▶ _Brief_: Please pick out every line in the records below that contains the word "kitten" and copy each of those lines.

▶ _Material_:
------------------------------

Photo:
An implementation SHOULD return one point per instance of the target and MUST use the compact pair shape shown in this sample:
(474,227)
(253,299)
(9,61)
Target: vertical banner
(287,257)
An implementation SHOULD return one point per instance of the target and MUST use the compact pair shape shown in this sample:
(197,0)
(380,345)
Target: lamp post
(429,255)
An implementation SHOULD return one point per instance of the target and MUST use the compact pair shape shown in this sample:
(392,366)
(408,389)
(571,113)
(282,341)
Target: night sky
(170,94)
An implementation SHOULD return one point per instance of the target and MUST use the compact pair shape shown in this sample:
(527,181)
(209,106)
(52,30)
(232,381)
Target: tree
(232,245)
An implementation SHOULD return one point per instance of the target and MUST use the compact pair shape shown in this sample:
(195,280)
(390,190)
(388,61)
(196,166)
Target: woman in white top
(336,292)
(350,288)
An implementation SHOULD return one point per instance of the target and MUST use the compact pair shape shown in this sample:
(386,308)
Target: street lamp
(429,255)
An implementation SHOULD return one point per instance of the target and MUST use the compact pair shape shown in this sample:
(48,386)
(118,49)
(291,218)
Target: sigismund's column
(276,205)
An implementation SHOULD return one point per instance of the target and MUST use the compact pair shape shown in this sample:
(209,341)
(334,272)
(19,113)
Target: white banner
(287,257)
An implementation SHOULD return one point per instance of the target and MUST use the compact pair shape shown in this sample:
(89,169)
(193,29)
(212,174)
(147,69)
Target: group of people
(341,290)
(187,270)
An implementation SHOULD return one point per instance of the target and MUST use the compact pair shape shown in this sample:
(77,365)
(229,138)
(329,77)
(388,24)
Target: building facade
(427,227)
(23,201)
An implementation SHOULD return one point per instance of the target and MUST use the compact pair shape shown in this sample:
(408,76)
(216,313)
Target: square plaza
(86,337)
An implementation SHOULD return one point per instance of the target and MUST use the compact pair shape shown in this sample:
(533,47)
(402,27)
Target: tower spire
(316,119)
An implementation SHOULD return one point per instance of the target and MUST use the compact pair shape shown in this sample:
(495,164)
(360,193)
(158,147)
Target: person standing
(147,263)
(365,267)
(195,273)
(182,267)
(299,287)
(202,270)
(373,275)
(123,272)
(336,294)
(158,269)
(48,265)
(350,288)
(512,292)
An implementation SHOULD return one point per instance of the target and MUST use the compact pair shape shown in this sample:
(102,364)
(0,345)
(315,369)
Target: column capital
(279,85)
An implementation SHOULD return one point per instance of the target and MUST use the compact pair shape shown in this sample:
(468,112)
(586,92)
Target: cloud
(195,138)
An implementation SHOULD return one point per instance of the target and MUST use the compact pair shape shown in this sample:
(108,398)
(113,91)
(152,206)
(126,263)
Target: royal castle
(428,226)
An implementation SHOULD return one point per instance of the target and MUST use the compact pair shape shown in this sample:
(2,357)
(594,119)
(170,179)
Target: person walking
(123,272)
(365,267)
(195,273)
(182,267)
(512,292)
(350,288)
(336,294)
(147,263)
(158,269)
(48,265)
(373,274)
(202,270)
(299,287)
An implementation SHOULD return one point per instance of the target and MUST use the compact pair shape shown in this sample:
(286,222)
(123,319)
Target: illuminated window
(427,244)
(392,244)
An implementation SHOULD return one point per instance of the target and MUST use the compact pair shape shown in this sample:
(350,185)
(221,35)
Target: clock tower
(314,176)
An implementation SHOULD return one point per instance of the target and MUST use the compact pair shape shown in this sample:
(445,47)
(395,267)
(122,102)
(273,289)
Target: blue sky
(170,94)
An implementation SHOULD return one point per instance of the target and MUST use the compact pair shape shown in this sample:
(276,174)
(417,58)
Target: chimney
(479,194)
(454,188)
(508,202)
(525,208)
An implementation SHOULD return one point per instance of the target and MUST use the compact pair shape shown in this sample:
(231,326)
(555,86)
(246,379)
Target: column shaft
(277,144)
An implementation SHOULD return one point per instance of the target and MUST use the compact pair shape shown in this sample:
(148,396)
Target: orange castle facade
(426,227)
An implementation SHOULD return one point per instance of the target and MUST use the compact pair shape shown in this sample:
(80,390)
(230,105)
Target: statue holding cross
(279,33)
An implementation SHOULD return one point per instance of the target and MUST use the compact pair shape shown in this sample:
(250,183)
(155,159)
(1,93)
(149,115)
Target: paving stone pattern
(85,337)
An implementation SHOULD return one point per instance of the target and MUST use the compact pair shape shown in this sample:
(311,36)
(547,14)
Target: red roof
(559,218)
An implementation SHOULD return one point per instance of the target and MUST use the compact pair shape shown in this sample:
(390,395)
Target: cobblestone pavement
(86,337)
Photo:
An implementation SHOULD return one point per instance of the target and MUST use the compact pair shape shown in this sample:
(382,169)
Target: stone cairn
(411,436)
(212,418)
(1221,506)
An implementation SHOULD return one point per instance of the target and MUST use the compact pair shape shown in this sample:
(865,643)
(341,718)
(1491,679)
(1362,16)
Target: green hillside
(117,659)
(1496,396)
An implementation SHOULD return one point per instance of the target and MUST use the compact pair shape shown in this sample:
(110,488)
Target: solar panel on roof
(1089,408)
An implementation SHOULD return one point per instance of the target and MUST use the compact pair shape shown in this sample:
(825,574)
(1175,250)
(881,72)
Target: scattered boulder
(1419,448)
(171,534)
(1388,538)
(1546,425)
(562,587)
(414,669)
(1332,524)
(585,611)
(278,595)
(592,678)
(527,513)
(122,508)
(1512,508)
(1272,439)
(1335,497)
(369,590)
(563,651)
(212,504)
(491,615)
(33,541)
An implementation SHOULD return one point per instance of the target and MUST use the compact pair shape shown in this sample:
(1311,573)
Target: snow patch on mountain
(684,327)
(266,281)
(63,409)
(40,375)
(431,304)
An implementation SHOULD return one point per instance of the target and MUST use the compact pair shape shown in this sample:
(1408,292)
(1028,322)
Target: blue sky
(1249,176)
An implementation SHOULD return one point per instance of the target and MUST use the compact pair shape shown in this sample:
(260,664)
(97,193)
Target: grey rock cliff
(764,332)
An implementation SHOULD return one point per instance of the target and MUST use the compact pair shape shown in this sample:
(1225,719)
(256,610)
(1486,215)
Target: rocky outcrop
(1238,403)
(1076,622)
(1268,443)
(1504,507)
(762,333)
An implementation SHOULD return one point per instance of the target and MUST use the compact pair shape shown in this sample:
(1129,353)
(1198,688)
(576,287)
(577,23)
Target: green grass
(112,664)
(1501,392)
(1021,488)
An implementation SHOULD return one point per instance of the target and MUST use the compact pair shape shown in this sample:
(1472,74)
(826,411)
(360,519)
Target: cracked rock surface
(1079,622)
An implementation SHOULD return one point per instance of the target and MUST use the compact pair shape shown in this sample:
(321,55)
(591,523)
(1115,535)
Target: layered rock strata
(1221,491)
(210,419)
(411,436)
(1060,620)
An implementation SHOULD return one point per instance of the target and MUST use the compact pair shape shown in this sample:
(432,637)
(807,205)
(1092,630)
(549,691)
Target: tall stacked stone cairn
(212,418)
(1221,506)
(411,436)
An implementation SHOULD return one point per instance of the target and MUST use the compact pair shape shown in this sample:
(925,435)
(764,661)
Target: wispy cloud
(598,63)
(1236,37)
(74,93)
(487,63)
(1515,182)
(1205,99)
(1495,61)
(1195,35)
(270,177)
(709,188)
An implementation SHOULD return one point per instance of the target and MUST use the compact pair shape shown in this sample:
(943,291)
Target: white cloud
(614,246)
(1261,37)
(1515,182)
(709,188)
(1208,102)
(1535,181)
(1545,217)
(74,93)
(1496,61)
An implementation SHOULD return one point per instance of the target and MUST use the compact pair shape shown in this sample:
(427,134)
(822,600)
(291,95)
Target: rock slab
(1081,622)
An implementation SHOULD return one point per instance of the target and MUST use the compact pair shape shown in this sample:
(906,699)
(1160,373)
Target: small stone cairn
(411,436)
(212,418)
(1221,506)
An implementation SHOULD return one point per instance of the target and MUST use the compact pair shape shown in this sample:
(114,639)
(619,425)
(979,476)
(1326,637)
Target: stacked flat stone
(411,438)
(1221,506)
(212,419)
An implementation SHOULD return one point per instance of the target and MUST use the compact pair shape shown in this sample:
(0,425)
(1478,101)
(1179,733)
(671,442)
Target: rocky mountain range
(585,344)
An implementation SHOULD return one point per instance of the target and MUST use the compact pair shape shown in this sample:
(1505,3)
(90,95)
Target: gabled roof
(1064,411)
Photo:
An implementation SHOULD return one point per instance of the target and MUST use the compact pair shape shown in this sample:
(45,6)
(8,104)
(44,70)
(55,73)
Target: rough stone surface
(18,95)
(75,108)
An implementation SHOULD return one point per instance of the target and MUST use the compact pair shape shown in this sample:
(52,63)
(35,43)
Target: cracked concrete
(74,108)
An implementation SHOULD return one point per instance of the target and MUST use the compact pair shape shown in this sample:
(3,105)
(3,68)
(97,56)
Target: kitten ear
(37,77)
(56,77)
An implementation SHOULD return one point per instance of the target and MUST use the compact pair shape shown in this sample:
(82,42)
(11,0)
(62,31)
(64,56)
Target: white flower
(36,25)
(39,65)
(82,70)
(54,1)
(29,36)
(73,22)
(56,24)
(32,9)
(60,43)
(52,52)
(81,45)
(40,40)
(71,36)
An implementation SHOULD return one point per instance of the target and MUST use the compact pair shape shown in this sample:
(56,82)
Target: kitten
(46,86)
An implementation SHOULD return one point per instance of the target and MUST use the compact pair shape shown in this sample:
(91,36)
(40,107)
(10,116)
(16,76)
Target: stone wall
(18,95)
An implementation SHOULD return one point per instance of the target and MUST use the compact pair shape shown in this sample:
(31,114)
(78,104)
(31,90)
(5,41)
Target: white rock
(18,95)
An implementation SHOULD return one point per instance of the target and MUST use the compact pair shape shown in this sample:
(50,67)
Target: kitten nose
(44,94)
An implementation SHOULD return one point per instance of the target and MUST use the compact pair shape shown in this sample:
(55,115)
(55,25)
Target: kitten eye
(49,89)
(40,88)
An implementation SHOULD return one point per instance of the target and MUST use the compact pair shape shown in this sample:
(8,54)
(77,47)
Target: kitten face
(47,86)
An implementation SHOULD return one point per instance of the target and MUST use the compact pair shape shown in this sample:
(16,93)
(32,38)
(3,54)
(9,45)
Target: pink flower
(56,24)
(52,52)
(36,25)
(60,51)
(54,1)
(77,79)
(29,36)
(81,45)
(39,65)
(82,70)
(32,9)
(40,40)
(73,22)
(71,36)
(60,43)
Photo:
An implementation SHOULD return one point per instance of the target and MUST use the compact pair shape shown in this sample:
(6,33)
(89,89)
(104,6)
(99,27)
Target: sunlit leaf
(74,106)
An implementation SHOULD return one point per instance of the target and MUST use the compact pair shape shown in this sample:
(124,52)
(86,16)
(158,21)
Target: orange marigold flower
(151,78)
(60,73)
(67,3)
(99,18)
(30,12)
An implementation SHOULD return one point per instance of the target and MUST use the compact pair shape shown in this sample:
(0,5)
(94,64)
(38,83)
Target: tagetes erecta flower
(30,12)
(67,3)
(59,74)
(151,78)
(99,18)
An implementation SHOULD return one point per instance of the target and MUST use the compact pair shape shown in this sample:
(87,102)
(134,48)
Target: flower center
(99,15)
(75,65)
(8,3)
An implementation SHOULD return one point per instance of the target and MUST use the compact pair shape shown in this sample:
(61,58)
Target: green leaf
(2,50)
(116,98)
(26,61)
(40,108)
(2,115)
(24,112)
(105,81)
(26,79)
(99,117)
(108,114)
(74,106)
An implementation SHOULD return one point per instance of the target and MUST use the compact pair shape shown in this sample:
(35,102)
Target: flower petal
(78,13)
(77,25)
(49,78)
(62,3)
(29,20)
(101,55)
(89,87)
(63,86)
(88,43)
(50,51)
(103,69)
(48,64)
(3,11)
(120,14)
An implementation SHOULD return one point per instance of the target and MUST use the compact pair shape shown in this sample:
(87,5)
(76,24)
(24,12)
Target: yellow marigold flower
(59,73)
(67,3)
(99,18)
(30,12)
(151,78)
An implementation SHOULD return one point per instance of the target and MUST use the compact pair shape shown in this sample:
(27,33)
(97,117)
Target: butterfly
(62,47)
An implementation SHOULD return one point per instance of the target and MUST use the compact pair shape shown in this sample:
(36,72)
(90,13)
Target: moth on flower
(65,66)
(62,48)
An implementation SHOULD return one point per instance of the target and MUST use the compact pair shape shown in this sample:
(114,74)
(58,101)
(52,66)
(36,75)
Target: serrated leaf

------------------------------

▶ _Task result_:
Target: kitten ear
Target: kitten
Target: kitten nose
Target: kitten eye
Target: kitten face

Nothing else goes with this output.